### Instructions for the task:
Rewrite the material below, changing every "snow covered ground" to "snow-covered ground" and keeping everything else the same, but omit the pictures.

[Excerpts from a dataset on pointing at objects]
____

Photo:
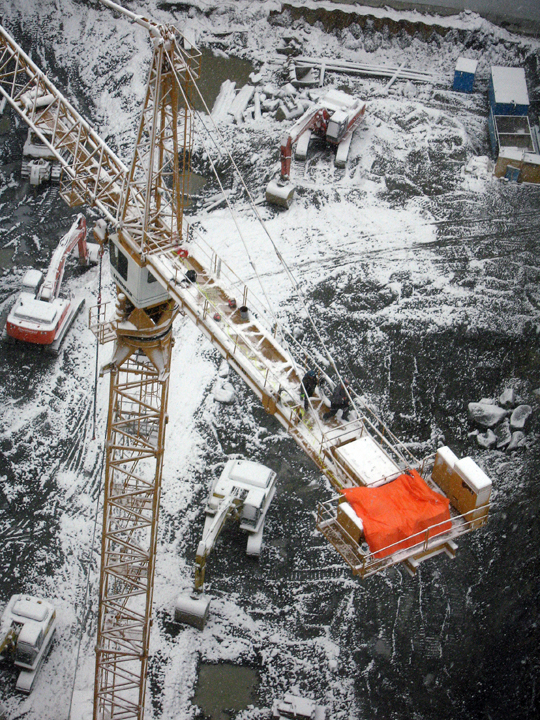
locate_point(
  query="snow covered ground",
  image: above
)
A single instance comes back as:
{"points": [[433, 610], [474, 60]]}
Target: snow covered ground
{"points": [[424, 284]]}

____

### Exercise response:
Photo:
locate_point(
  query="snow-covered ground",
  image: above
)
A single instance comes back as:
{"points": [[433, 610], [474, 60]]}
Target: snow-covered ground
{"points": [[424, 284]]}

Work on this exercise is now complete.